- Goal A -
According to the letters below, where does Jeff Klinkenberg live now?

- Reading passage -
Dwan Hightower
Dwan Hightower
Dream Catcher Publishing, Inc.
Box 14058
Mexico Beach,
FL 32410
Dear Dwan Hightower:
Nice to meet you at booksALIVE 2005! last weekend.
Here is the
manuscript I told you about, THE SALVAGE ARCHEOLOGIST OF FLORIDA'S CO-OPTED COASTS:
A MEMOIR OF 38 YEARS OF GRACIOUS CRACKER LIVING.
I hope you like it.
Douglas Fairbairn wrote a memoir called Down and Out in Cambridge, in which
his father tried to make his fortune selling canned coquina broth up north. Fairbairn
died of Alzheimer's not knowing he had ever written books.
At the book fair
I talked to Jeff Klinkenberg about growing up in South Florida. He's from Miami
and I grew up in Delray Beach. Now he lives in St. Pete.
I told him that
all those hustles that worked in Orlando when Disney came in and built their theme
park work in Florida's Great Northwest, Inc. now. Same hustles, different players.
The difference now is if Carl Hiaasen writes Team Rodent, he has to send it
to Disney to get it published.
An independent press is a way around that.
Anyhow, I hope you like my book.
Jack Saunders
Garage Band Books
Box 10501
Panama City, FL 32404
Jeff Klinkenberg
From: Jack Saunders
To: Jeff Klinkenberg
Subj: Column
Idea
Nice to meet you at the book fair in Panama City this weekend. I am writing
a book about quitting my day job, to write a book, on spec.
Do you remember
the cartoon in The New Yorker, a bum in a suit on the streets of Manhattan,
with a tin cup, and a sign, saying, "Sold one story, quit my job."
That's me. Got invited to a book fair, quit my job.
It went to my head.
Actually, the job I had, my boss's boss thought I was a slacker.
She thought
I wasn't giving my job 100%.
I wasn't. I was writing books, too.
In the period covered by BUKOWSKI NEVER DID THIS: A YEAR IN THE LIFE OF AN UNDERGROUND
WRITER AND HIS FAMILY I wrote 18 books.
I got fired from one job for blogging,
and now it looks like I have gotten myself in trouble at the second job, for blogging.
I posted all 18 books at my web page, The Daily Bulletin, daily, as I wrote
them.

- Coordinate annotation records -
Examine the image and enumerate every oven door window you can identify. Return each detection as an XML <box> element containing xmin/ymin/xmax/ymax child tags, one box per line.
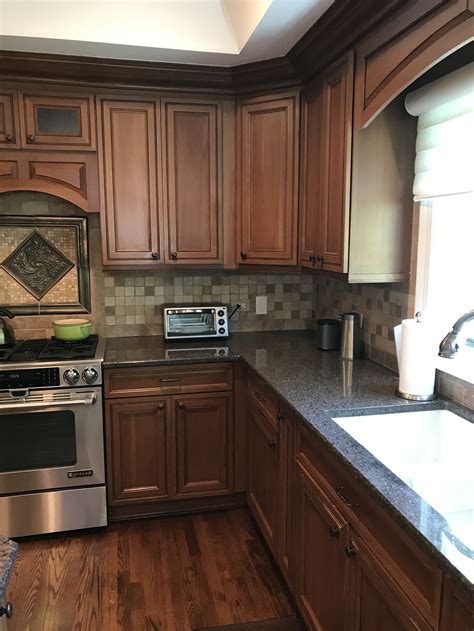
<box><xmin>168</xmin><ymin>310</ymin><xmax>216</xmax><ymax>337</ymax></box>
<box><xmin>0</xmin><ymin>410</ymin><xmax>77</xmax><ymax>473</ymax></box>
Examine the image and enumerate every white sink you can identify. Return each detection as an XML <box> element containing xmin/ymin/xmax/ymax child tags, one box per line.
<box><xmin>333</xmin><ymin>410</ymin><xmax>474</xmax><ymax>582</ymax></box>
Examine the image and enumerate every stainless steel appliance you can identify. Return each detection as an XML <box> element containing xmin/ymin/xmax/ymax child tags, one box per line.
<box><xmin>0</xmin><ymin>336</ymin><xmax>107</xmax><ymax>537</ymax></box>
<box><xmin>163</xmin><ymin>303</ymin><xmax>229</xmax><ymax>340</ymax></box>
<box><xmin>341</xmin><ymin>311</ymin><xmax>364</xmax><ymax>359</ymax></box>
<box><xmin>0</xmin><ymin>307</ymin><xmax>15</xmax><ymax>347</ymax></box>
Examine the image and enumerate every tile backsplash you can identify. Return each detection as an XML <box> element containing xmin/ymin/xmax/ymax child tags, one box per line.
<box><xmin>313</xmin><ymin>274</ymin><xmax>410</xmax><ymax>370</ymax></box>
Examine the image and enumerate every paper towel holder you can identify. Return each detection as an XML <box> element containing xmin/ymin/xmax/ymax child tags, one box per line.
<box><xmin>395</xmin><ymin>311</ymin><xmax>436</xmax><ymax>401</ymax></box>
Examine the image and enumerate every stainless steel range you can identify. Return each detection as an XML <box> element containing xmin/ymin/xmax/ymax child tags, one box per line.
<box><xmin>0</xmin><ymin>335</ymin><xmax>107</xmax><ymax>537</ymax></box>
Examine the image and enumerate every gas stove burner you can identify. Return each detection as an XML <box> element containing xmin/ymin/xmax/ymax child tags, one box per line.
<box><xmin>38</xmin><ymin>335</ymin><xmax>99</xmax><ymax>360</ymax></box>
<box><xmin>0</xmin><ymin>335</ymin><xmax>99</xmax><ymax>363</ymax></box>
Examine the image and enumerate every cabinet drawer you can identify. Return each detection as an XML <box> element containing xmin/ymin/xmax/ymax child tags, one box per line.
<box><xmin>104</xmin><ymin>363</ymin><xmax>232</xmax><ymax>398</ymax></box>
<box><xmin>248</xmin><ymin>372</ymin><xmax>280</xmax><ymax>429</ymax></box>
<box><xmin>296</xmin><ymin>426</ymin><xmax>442</xmax><ymax>628</ymax></box>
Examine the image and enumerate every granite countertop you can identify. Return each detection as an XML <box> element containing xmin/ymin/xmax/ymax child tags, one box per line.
<box><xmin>104</xmin><ymin>331</ymin><xmax>474</xmax><ymax>589</ymax></box>
<box><xmin>0</xmin><ymin>536</ymin><xmax>18</xmax><ymax>603</ymax></box>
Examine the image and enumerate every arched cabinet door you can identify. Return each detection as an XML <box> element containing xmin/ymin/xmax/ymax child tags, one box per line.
<box><xmin>354</xmin><ymin>0</ymin><xmax>474</xmax><ymax>128</ymax></box>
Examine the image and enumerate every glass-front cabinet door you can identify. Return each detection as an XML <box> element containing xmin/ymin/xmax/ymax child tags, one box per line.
<box><xmin>22</xmin><ymin>93</ymin><xmax>95</xmax><ymax>150</ymax></box>
<box><xmin>0</xmin><ymin>90</ymin><xmax>20</xmax><ymax>148</ymax></box>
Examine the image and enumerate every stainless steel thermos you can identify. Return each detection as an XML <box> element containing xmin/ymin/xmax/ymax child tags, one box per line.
<box><xmin>341</xmin><ymin>311</ymin><xmax>364</xmax><ymax>359</ymax></box>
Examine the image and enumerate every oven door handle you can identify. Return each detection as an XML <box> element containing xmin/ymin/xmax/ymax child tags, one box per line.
<box><xmin>0</xmin><ymin>392</ymin><xmax>97</xmax><ymax>412</ymax></box>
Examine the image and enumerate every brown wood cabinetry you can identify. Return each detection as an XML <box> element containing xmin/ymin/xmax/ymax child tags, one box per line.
<box><xmin>106</xmin><ymin>397</ymin><xmax>171</xmax><ymax>504</ymax></box>
<box><xmin>99</xmin><ymin>99</ymin><xmax>162</xmax><ymax>265</ymax></box>
<box><xmin>354</xmin><ymin>0</ymin><xmax>474</xmax><ymax>128</ymax></box>
<box><xmin>345</xmin><ymin>535</ymin><xmax>433</xmax><ymax>631</ymax></box>
<box><xmin>104</xmin><ymin>364</ymin><xmax>234</xmax><ymax>519</ymax></box>
<box><xmin>440</xmin><ymin>578</ymin><xmax>474</xmax><ymax>631</ymax></box>
<box><xmin>0</xmin><ymin>150</ymin><xmax>99</xmax><ymax>212</ymax></box>
<box><xmin>294</xmin><ymin>457</ymin><xmax>348</xmax><ymax>631</ymax></box>
<box><xmin>19</xmin><ymin>92</ymin><xmax>96</xmax><ymax>151</ymax></box>
<box><xmin>237</xmin><ymin>94</ymin><xmax>299</xmax><ymax>265</ymax></box>
<box><xmin>248</xmin><ymin>403</ymin><xmax>279</xmax><ymax>553</ymax></box>
<box><xmin>299</xmin><ymin>53</ymin><xmax>354</xmax><ymax>272</ymax></box>
<box><xmin>173</xmin><ymin>393</ymin><xmax>233</xmax><ymax>497</ymax></box>
<box><xmin>0</xmin><ymin>90</ymin><xmax>20</xmax><ymax>148</ymax></box>
<box><xmin>162</xmin><ymin>100</ymin><xmax>222</xmax><ymax>265</ymax></box>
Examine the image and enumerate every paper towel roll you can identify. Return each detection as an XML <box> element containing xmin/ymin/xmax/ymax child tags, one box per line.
<box><xmin>398</xmin><ymin>320</ymin><xmax>437</xmax><ymax>396</ymax></box>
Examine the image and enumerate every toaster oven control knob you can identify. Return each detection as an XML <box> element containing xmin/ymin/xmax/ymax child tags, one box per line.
<box><xmin>63</xmin><ymin>368</ymin><xmax>79</xmax><ymax>386</ymax></box>
<box><xmin>82</xmin><ymin>368</ymin><xmax>99</xmax><ymax>384</ymax></box>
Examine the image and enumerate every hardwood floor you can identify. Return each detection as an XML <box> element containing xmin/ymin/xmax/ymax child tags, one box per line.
<box><xmin>8</xmin><ymin>509</ymin><xmax>294</xmax><ymax>631</ymax></box>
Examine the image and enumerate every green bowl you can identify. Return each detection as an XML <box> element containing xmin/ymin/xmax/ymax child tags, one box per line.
<box><xmin>53</xmin><ymin>318</ymin><xmax>92</xmax><ymax>342</ymax></box>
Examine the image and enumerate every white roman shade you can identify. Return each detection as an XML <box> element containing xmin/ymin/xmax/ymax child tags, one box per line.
<box><xmin>405</xmin><ymin>63</ymin><xmax>474</xmax><ymax>201</ymax></box>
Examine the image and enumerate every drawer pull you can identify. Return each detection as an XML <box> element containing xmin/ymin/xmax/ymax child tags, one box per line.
<box><xmin>329</xmin><ymin>526</ymin><xmax>341</xmax><ymax>537</ymax></box>
<box><xmin>336</xmin><ymin>486</ymin><xmax>359</xmax><ymax>508</ymax></box>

- Goal B -
Return every line of the records above that contains the word "drawer", matching case exactly.

- Exercise result A -
St. Pete.

- Exercise result B -
Examine the image and enumerate every cabinet drawer you can identify. Return each detection as an XML <box> element containing xmin/ymin/xmax/ymax child tags, one box per line.
Examine the image and enumerate every drawer pull you can identify. Return each detection as an XML <box> element containing xmin/ymin/xmax/ymax child tags, one box per line.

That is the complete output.